Text section:
○ ○ ○ ○ ○
By Julianna S. Gonen, National Center for Lesbian Rights
Many in the LGBTQ community are watching in horror as state after state enacts draconian bans on abortion in what seems like a competition with one another to see which can go farthest in its legislative assault on reproductive freedom. But if any of us have been tempted to feel relieved that at least they’re not attacking us, we should think again. Because the right to end a pregnancy is very much an LGBTQ concern.
The reasons for this are many. First, many queer-identified and transgender people can and do become pregnant, and some will need abortion care if they face an unwanted pregnancy.
Second, abortion and family planning clinics have become trusted providers of care to the LGBTQ community. Many queer people, and especially those who are transgender, avoid medical care based on legitimate fears of being turned away or facing discrimination and ignorance. In response, many abortion clinics have opened their doors to offer affirming, judgment-free care, providing critical medical services for those who would otherwise go without.
Third, the movements for reproductive freedom and LGBTQ equality share deeply linked interests and concerns. We are all seeking control over our own bodies – the freedom to decide whether to become or remain pregnant, whether and with whom to have intimate relationships, and whether to seek medical care to help our bodies align with our gender identities. We seek the freedom to form our families on our own terms – to partner with and marry whom we love, to have children or not, and to live as our true selves as determined by us, not by someone else.
○ ○ ○ ○ ○
Given information:
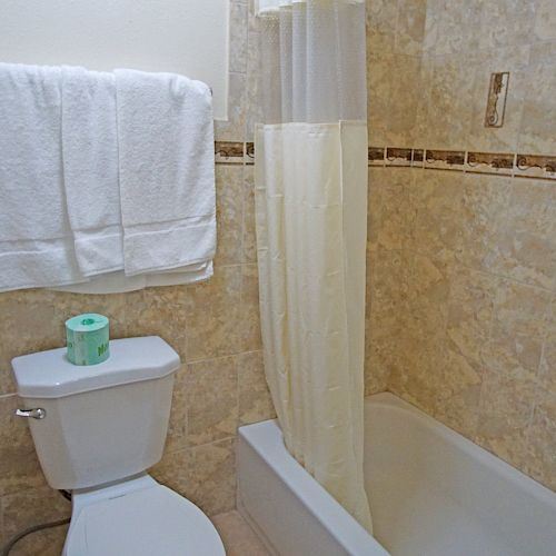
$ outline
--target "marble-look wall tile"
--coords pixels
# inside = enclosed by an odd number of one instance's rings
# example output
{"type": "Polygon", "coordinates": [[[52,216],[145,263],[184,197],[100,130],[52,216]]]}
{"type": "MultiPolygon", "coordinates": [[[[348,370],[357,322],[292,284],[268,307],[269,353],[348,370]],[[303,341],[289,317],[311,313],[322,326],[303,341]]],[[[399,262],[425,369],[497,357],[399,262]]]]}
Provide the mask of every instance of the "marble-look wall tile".
{"type": "Polygon", "coordinates": [[[241,251],[241,262],[257,262],[255,176],[252,166],[246,166],[244,170],[244,230],[241,251]]]}
{"type": "Polygon", "coordinates": [[[481,350],[489,339],[496,294],[502,279],[458,266],[450,282],[447,338],[469,365],[483,367],[481,350]]]}
{"type": "Polygon", "coordinates": [[[238,375],[234,357],[188,366],[187,423],[190,445],[229,438],[238,426],[238,375]]]}
{"type": "Polygon", "coordinates": [[[150,473],[209,516],[236,506],[234,438],[167,454],[150,473]]]}
{"type": "Polygon", "coordinates": [[[228,82],[228,119],[215,121],[217,141],[245,141],[246,73],[230,72],[228,82]]]}
{"type": "MultiPolygon", "coordinates": [[[[0,294],[0,394],[16,391],[11,359],[59,345],[56,309],[49,292],[43,290],[0,294]],[[39,329],[39,334],[38,334],[39,329]]],[[[63,326],[63,324],[62,324],[63,326]]]]}
{"type": "Polygon", "coordinates": [[[550,298],[539,288],[507,280],[500,285],[483,348],[486,367],[500,374],[538,373],[550,298]]]}
{"type": "Polygon", "coordinates": [[[535,28],[535,2],[496,0],[484,2],[478,48],[529,44],[535,28]]]}
{"type": "Polygon", "coordinates": [[[365,394],[387,389],[390,374],[401,373],[405,316],[403,251],[378,250],[367,257],[365,394]]]}
{"type": "MultiPolygon", "coordinates": [[[[82,307],[80,310],[75,310],[73,315],[86,311],[89,296],[79,297],[82,307]]],[[[127,317],[126,336],[160,336],[176,349],[182,361],[187,360],[187,287],[147,288],[131,295],[107,296],[107,299],[112,297],[121,299],[122,307],[118,310],[127,317]]],[[[116,310],[98,312],[107,315],[110,318],[110,325],[113,316],[119,314],[116,310]]],[[[112,338],[111,327],[110,337],[112,338]]]]}
{"type": "Polygon", "coordinates": [[[536,0],[535,37],[538,40],[556,39],[556,10],[553,0],[536,0]]]}
{"type": "Polygon", "coordinates": [[[240,351],[261,349],[257,265],[241,266],[240,351]]]}
{"type": "Polygon", "coordinates": [[[369,230],[374,247],[397,250],[407,247],[414,221],[408,188],[413,170],[396,168],[384,172],[369,168],[369,230]]]}
{"type": "Polygon", "coordinates": [[[550,182],[513,180],[507,214],[488,257],[490,271],[556,288],[556,196],[550,182]]]}
{"type": "Polygon", "coordinates": [[[16,417],[21,404],[0,397],[0,496],[46,485],[27,421],[16,417]]]}
{"type": "Polygon", "coordinates": [[[399,0],[396,52],[418,56],[423,52],[427,0],[399,0]]]}
{"type": "Polygon", "coordinates": [[[394,49],[396,21],[397,2],[367,0],[367,48],[371,54],[394,49]]]}
{"type": "Polygon", "coordinates": [[[236,507],[236,440],[229,438],[195,448],[191,502],[209,516],[236,507]]]}
{"type": "Polygon", "coordinates": [[[270,391],[265,378],[261,351],[237,356],[239,388],[239,421],[250,425],[276,417],[270,391]]]}
{"type": "Polygon", "coordinates": [[[367,118],[369,145],[386,147],[389,121],[391,67],[395,54],[370,53],[367,57],[367,118]]]}
{"type": "Polygon", "coordinates": [[[217,267],[208,282],[191,286],[188,294],[188,361],[239,353],[241,267],[217,267]]]}
{"type": "Polygon", "coordinates": [[[244,166],[217,165],[216,210],[218,242],[215,265],[241,262],[244,226],[244,166]]]}
{"type": "Polygon", "coordinates": [[[391,80],[387,99],[386,145],[413,145],[419,105],[415,89],[419,87],[420,67],[420,58],[396,54],[391,59],[388,71],[396,79],[391,80]]]}
{"type": "Polygon", "coordinates": [[[527,435],[530,457],[525,463],[526,471],[556,492],[556,393],[550,390],[535,406],[527,435]]]}
{"type": "Polygon", "coordinates": [[[527,71],[519,150],[532,155],[556,152],[556,42],[534,44],[527,71]]]}
{"type": "Polygon", "coordinates": [[[435,56],[477,50],[481,37],[479,22],[483,0],[429,0],[425,49],[435,56]]]}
○ ○ ○ ○ ○
Work item:
Does each statement below agree with the essay on abortion as an LGBTQ concern? For each, answer yes or no and quote the exact words of the essay that decide it.
(a) Some abortion clinics have begun offering affirming, judgment-free care.
(b) Transgender people cannot become pregnant.
(c) The reasons that abortion rights matter to the LGBTQ community are few.
The items aren't needed for anything here.

Exercise answer:
(a) Yes: "many abortion clinics have opened their doors to offer affirming, judgment-free care"
(b) No: "many queer-identified and transgender people can and do become pregnant"
(c) No: "The reasons for this are many."